**Reading text**.
↓↓↓

Roasted Chicken with Wild Rice Soup

Becky Luigart-Stayner; Jan Gautro
This hearty roasted chicken soup is perfect for warming up on chilly nights.  Serve with crusty French bread and butter for a complete meal. 

 

 

Yield:

8 servings (serving size: 1 1/2 cups)

Recipe from

Nutritional Information

Calories 246
Caloriesfromfat 22 %
Fat 6 g
Satfat 1.9 g
Monofat 2.6 g
Polyfat 0.9 g
Protein 16.4 g
Carbohydrate 31.2 g
Fiber 2.1 g
Cholesterol 43 mg
Iron 2.2 mg
Sodium 690 mg
Calcium 173 mg

Ingredients

1 (6-ounce) box long-grain and wild rice mix (such as Uncle Ben's)
1 tablespoon olive oil
1 1/2 cups chopped red onion
1 cup chopped celery
1 cup chopped carrot
2 garlic cloves, chopped
1 (8-ounce) package mushrooms, halved
1/4 cup all-purpose flour
1/2 teaspoon dried tarragon
1/4 teaspoon dried thyme
2 cups water
2 tablespoons dry sherry
2 (15.75-ounce) cans fat-free, less-sodium chicken broth
1 (12-ounce) can fat-free evaporated milk
3 cups shredded roasted skinless chicken

Preparation

Prepare rice according to package directions; set aside.

Heat oil in a large Dutch oven over medium-high heat. Add chopped onion and next 4 ingredients (onion through mushrooms), and sauté for 6 minutes or until onion is tender. Lightly spoon the flour into a dry measuring cup, and level with a knife. Stir the flour, tarragon, and thyme into the onion mixture, and cook for 1 minute, stirring frequently. Add 2 cups water, sherry, broth, and evaporated milk; bring mixture to a boil. Reduce heat, and simmer for 20 minutes or until slightly thick. Stir in cooked rice and chicken; cook for 10 minutes or until thoroughly heated.

↑↑↑

**What to work on**. According to the soup recipe, how long should the onion and vegetables be sautéed in the Dutch oven?

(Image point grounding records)
↓↓↓

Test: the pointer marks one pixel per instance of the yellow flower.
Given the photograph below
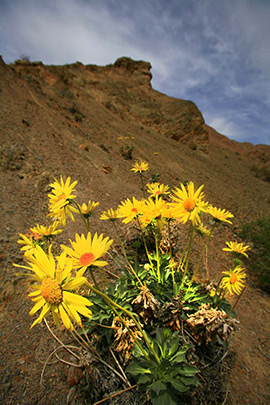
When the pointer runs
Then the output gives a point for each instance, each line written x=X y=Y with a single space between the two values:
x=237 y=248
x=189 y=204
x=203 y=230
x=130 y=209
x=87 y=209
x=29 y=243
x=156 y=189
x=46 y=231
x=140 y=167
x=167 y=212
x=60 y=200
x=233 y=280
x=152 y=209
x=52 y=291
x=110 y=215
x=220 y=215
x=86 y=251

↑↑↑
↓↓↓

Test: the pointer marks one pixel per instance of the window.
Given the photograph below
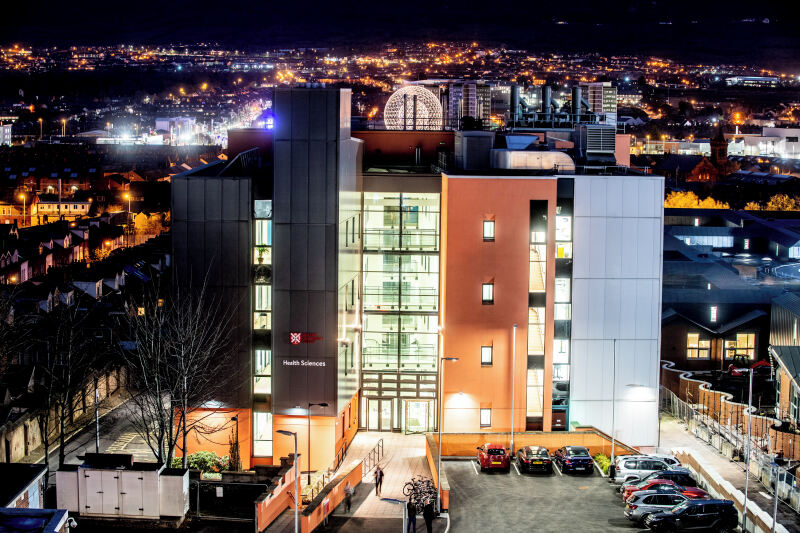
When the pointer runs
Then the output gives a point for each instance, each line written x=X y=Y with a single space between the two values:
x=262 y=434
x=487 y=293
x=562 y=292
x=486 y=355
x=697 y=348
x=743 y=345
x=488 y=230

↑↑↑

**Task answer**. For 6 minutes or until the onion is tender.